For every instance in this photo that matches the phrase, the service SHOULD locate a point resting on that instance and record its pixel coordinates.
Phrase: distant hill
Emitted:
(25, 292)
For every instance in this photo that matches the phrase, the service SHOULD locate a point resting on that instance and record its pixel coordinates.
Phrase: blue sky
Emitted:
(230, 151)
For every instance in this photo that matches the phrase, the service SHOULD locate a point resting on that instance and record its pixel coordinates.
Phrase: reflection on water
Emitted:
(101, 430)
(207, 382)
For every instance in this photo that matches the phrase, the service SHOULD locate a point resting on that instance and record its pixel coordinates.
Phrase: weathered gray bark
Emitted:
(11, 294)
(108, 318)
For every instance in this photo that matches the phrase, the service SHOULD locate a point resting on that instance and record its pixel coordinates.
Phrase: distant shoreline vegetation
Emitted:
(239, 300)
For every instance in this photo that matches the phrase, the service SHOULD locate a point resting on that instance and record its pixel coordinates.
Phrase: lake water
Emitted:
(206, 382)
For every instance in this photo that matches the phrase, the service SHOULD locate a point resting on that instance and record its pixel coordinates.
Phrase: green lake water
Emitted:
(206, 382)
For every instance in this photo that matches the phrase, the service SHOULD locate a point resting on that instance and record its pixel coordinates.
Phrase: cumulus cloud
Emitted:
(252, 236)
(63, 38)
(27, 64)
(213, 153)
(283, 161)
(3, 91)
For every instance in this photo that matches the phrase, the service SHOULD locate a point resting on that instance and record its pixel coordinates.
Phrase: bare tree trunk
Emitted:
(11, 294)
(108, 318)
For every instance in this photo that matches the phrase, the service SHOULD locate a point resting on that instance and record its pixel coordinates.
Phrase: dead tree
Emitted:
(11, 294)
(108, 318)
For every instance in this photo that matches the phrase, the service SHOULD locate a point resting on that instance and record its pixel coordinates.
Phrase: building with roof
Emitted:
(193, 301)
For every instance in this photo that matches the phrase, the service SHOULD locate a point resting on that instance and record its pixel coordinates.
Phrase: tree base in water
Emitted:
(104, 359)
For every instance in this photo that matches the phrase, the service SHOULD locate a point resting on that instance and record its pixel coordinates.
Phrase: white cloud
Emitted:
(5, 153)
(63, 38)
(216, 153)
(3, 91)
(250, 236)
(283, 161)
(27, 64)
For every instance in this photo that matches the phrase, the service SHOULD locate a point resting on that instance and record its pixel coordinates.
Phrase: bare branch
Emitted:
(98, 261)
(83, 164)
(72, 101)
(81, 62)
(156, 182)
◆ ◆ ◆ ◆
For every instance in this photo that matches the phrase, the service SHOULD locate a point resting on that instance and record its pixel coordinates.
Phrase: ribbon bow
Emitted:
◆ ◆ ◆ ◆
§ What to produce:
Filter the items above, copying every line that contains the word "water". Case counts.

§ The result:
Phrase: reflection on water
Phrase: lake water
Phrase: green lake water
Phrase: tree base in water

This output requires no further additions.